## DATASET ENTRIES:
- - -

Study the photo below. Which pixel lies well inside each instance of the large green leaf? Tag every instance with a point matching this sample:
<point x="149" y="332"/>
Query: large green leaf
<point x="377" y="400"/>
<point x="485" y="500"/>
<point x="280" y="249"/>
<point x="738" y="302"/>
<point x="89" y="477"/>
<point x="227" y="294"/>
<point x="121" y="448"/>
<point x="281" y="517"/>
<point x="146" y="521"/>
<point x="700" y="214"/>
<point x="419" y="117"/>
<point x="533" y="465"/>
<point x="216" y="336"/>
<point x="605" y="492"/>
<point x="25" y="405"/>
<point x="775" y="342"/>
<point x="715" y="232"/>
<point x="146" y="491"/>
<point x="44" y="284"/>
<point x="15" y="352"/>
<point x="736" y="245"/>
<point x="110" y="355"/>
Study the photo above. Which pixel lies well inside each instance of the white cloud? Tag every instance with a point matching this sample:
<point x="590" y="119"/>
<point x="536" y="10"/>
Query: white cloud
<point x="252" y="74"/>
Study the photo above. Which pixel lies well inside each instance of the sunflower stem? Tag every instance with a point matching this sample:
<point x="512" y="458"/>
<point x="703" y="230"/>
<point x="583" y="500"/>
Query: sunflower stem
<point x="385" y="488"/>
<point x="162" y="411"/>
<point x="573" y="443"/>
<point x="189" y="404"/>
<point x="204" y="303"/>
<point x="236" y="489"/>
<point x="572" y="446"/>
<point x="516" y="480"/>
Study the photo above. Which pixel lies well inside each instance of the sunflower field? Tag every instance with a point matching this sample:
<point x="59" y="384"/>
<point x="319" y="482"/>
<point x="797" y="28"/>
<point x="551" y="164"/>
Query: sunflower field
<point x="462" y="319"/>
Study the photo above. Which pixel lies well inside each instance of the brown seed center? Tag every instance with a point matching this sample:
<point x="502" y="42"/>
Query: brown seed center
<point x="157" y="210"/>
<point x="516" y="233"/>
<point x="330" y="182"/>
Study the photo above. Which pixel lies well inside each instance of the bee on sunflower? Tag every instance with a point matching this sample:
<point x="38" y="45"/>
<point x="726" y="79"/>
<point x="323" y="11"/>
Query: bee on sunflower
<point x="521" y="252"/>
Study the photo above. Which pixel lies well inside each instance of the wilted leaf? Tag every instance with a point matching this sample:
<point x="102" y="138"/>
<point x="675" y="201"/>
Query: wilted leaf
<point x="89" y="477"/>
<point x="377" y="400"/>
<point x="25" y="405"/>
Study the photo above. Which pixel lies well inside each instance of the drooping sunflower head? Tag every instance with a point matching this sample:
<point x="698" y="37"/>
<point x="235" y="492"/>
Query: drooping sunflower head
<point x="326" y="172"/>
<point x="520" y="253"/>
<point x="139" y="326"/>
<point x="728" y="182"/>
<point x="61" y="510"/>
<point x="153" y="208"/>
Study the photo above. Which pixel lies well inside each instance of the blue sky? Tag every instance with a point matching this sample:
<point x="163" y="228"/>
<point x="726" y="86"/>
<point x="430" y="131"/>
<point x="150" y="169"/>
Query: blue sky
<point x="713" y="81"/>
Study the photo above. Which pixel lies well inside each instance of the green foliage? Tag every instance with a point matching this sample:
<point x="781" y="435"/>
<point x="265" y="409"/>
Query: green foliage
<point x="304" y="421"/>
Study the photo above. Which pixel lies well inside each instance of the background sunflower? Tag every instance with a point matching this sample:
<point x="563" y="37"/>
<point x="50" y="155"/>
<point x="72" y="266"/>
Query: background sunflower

- - -

Go through the records above and copy each line where "sample" is found.

Study the photo below. Which pixel lies well inside each instance of the large green leaf? Tag every instance with a point matching this sample:
Study the photo above. Which pixel lies well inside each instance of the white cloud? Tag every instance with a point matching this sample:
Study the photo above. Which pixel lies well inside each instance of the sunflower stem? Tag every instance with a point matching this sample:
Study the photo above. Which pixel lies well inside each instance of the sunflower field? Tag every instance with a point matching this sample:
Study the photo above. Which pixel lies well inside each instance of the brown seed center? Tag every instance with a point matching this sample:
Study the photo above. Which pixel lies well inside each instance of the bee on sunflower? Tag every instance with a point matching this sample:
Study the photo above. Which pixel lies well inside each instance of the wilted leaf? Tag every instance with a point matching this sample:
Study the photo above. Which pixel lies well inside each instance of the drooping sunflower head? Tag every instance with a point matching this sample:
Study the photo above. Which pixel lies well inside each instance of the blue sky? Tag every instance with a point matching this sample:
Study the photo above. Which pixel lies well inside each instance of the green foliage? Tag every instance with a point matching this sample:
Study the photo above. Which pixel lies well inside each instance of the background sunflower? Tag every instance with a point matching this sample:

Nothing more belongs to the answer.